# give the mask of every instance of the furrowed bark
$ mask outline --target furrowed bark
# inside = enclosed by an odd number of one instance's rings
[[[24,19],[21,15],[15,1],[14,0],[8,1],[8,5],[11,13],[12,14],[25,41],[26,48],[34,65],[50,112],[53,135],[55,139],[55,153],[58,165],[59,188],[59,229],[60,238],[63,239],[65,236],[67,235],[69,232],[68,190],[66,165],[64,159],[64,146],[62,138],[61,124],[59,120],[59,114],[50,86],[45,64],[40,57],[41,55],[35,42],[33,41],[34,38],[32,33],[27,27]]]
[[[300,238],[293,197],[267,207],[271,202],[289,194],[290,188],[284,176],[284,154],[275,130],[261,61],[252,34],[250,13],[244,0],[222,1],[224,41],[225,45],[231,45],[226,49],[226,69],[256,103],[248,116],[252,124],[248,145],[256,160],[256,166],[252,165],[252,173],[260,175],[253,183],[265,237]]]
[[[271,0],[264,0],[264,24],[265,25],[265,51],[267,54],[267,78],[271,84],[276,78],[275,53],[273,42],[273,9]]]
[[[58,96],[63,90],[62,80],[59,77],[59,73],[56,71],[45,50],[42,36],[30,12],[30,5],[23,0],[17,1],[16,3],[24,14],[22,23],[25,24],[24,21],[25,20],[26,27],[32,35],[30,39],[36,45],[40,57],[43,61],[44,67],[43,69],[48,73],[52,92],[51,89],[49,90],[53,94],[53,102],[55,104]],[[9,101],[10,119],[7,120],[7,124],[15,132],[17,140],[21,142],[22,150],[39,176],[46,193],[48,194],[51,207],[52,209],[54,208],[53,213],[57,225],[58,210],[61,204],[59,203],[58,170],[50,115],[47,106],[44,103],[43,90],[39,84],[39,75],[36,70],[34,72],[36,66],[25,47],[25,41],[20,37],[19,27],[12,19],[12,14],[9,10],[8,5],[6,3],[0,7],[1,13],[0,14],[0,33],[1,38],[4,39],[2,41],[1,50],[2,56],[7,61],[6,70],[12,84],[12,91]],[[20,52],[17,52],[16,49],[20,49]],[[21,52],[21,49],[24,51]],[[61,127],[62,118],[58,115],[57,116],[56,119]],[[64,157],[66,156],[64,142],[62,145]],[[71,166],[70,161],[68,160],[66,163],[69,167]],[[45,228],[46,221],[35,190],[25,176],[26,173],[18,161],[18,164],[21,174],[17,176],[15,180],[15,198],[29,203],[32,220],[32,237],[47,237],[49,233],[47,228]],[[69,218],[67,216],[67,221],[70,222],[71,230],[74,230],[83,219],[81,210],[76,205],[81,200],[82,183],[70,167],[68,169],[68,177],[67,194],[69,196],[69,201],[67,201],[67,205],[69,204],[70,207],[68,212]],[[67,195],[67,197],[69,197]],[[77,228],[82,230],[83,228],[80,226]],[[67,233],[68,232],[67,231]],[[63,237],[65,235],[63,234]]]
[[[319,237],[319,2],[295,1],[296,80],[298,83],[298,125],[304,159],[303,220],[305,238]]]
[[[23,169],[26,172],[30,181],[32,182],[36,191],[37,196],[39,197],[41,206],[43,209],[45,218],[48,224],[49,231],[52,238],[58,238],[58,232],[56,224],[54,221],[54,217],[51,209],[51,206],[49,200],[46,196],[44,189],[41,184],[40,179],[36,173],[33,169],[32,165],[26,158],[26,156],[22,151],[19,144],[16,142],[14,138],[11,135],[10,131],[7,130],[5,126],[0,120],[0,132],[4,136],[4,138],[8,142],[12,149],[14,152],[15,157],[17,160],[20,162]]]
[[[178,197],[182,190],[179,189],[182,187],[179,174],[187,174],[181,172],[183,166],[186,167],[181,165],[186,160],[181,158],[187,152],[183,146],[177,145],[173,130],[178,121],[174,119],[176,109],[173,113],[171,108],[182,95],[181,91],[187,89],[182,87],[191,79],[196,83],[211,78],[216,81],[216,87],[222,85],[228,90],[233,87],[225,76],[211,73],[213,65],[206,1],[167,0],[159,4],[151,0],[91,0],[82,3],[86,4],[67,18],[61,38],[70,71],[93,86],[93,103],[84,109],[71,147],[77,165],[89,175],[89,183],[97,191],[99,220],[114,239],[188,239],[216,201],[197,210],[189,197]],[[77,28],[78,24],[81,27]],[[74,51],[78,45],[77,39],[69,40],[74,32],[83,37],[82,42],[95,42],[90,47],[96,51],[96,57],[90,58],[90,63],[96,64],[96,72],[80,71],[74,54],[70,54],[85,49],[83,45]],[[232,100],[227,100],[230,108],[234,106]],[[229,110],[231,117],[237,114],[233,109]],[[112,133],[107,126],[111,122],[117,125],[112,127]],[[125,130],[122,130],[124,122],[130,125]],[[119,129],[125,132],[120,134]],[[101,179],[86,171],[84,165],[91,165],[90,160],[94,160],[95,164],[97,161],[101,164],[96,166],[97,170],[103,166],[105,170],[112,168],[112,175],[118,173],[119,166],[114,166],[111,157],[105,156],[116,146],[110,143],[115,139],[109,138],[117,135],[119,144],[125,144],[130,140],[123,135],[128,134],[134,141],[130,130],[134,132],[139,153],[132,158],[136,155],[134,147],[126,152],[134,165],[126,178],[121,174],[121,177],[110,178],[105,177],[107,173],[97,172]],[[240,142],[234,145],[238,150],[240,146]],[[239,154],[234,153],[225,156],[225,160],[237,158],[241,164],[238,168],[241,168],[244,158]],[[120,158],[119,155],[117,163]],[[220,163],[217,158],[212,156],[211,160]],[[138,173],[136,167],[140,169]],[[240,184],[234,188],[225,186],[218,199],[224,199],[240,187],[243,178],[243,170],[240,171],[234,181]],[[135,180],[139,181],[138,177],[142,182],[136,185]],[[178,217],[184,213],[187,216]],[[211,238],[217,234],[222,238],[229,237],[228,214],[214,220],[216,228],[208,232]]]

TASK DESCRIPTION - Recast the records above as a JSON list of strings, one string per line, leaving out any blank lines.

RESULT -
[
  "# give the mask of every instance of the furrowed bark",
  "$ mask outline --target furrowed bark",
  "# inside = enclosed by an odd number of one instance's rings",
  "[[[24,19],[21,15],[15,1],[14,0],[8,1],[8,5],[11,13],[12,14],[25,41],[26,48],[34,65],[50,112],[53,135],[55,139],[55,153],[58,165],[59,188],[59,229],[60,238],[63,239],[65,236],[67,235],[69,232],[68,190],[66,165],[64,159],[64,146],[62,138],[61,124],[59,120],[59,114],[50,86],[45,64],[40,57],[41,55],[35,42],[33,41],[34,38],[32,33],[27,27]]]",
  "[[[300,238],[293,197],[267,207],[271,202],[289,194],[290,188],[284,176],[284,154],[275,130],[261,61],[252,34],[250,13],[244,0],[222,1],[224,41],[225,45],[231,45],[226,49],[226,69],[256,103],[248,116],[252,124],[248,145],[256,160],[256,166],[252,165],[252,173],[260,175],[253,183],[265,237]]]",
  "[[[271,0],[264,0],[264,24],[265,25],[265,51],[267,54],[267,78],[271,84],[276,78],[275,53],[273,42],[273,9]]]",
  "[[[58,96],[63,90],[62,80],[59,77],[59,73],[56,71],[45,50],[42,36],[30,12],[30,5],[23,0],[17,1],[16,3],[24,14],[22,23],[25,24],[24,21],[25,20],[26,27],[32,35],[30,39],[36,45],[40,57],[43,61],[44,67],[43,69],[48,73],[52,92],[51,89],[49,90],[53,94],[53,102],[55,104]],[[9,101],[10,119],[7,120],[7,124],[15,132],[17,140],[21,142],[22,150],[39,176],[46,193],[48,194],[51,207],[52,209],[54,208],[53,213],[57,225],[58,210],[61,204],[59,203],[58,170],[50,115],[47,106],[44,103],[43,90],[39,84],[39,75],[36,70],[34,72],[36,66],[25,47],[25,41],[20,37],[19,27],[12,19],[12,14],[9,10],[8,5],[6,3],[0,7],[1,13],[0,14],[0,33],[1,38],[4,39],[2,41],[1,50],[2,56],[7,61],[6,70],[12,84],[12,91]],[[20,52],[17,52],[16,49],[20,49]],[[21,52],[21,49],[24,51]],[[61,127],[62,118],[58,115],[57,116],[56,119]],[[64,157],[66,156],[64,142],[62,145]],[[71,166],[70,161],[68,160],[66,163],[69,167]],[[45,228],[46,221],[35,190],[25,176],[26,173],[18,161],[18,164],[21,174],[17,176],[15,180],[15,198],[29,203],[32,220],[32,237],[47,237],[49,233],[47,228]],[[69,218],[67,216],[67,221],[70,222],[71,230],[74,230],[83,219],[81,210],[76,205],[81,200],[82,183],[70,167],[68,169],[68,177],[67,194],[69,196],[69,201],[67,201],[67,205],[69,204],[70,207],[68,212]],[[67,195],[67,197],[69,197]],[[77,228],[82,230],[83,228],[80,226]],[[67,233],[68,232],[67,231]],[[63,237],[65,235],[63,234]]]",
  "[[[319,237],[319,2],[295,1],[296,80],[298,83],[298,125],[304,159],[303,220],[305,238]]]",
  "[[[23,169],[26,172],[30,181],[32,182],[36,191],[37,196],[39,197],[41,206],[43,209],[45,218],[48,224],[49,231],[52,238],[58,238],[58,232],[56,224],[54,221],[54,217],[51,209],[51,206],[49,200],[46,196],[44,189],[41,184],[40,179],[36,173],[33,169],[32,165],[26,158],[26,156],[22,151],[19,144],[16,142],[14,138],[11,135],[10,131],[7,130],[5,126],[0,120],[0,132],[4,136],[4,138],[8,142],[12,149],[14,152],[15,157],[17,160],[20,162]]]",
  "[[[178,197],[182,190],[179,189],[182,187],[179,174],[187,174],[181,172],[183,166],[186,167],[181,165],[186,160],[181,158],[187,152],[183,146],[177,145],[173,130],[178,121],[174,119],[176,109],[173,113],[171,108],[182,95],[181,91],[187,89],[182,87],[191,79],[196,83],[211,78],[216,81],[216,87],[222,85],[228,90],[233,87],[225,76],[211,73],[213,65],[206,1],[167,0],[159,4],[151,0],[91,0],[82,3],[86,4],[67,18],[61,38],[70,71],[93,86],[93,103],[84,109],[71,147],[77,165],[89,175],[89,183],[97,191],[99,220],[114,239],[188,239],[216,201],[197,210],[189,197]],[[77,28],[78,24],[81,27]],[[74,51],[78,45],[77,39],[69,40],[74,32],[83,37],[82,42],[95,42],[90,47],[96,51],[96,57],[90,58],[90,63],[96,64],[96,72],[80,71],[74,54],[70,54],[85,49],[83,45]],[[232,100],[227,100],[230,108],[234,106]],[[229,110],[231,117],[237,114],[233,109]],[[112,133],[107,126],[111,122],[117,125],[112,127]],[[125,130],[122,130],[124,122],[130,125]],[[119,129],[125,132],[120,134]],[[101,179],[86,171],[84,165],[91,165],[90,160],[94,160],[95,164],[97,161],[101,164],[96,166],[97,170],[103,166],[105,170],[112,168],[112,175],[118,173],[119,166],[114,166],[111,157],[105,156],[116,146],[110,143],[115,139],[109,138],[117,135],[119,144],[125,144],[130,140],[123,135],[128,134],[134,141],[130,130],[134,132],[139,153],[132,158],[136,155],[134,147],[126,152],[134,165],[126,178],[121,174],[121,177],[110,178],[105,177],[107,173],[97,172]],[[240,142],[234,145],[238,150],[240,146]],[[239,154],[234,153],[225,156],[225,160],[237,158],[241,164],[238,168],[241,168],[244,158]],[[120,158],[119,155],[117,163]],[[220,163],[217,158],[212,156],[211,160]],[[138,173],[136,167],[140,169]],[[240,184],[234,188],[225,186],[218,199],[224,199],[240,187],[243,178],[243,170],[240,171],[234,181]],[[135,180],[139,181],[138,177],[142,182],[136,185]],[[178,217],[184,213],[187,216]],[[211,238],[217,234],[222,238],[229,237],[228,214],[214,220],[216,228],[208,232]]]"
]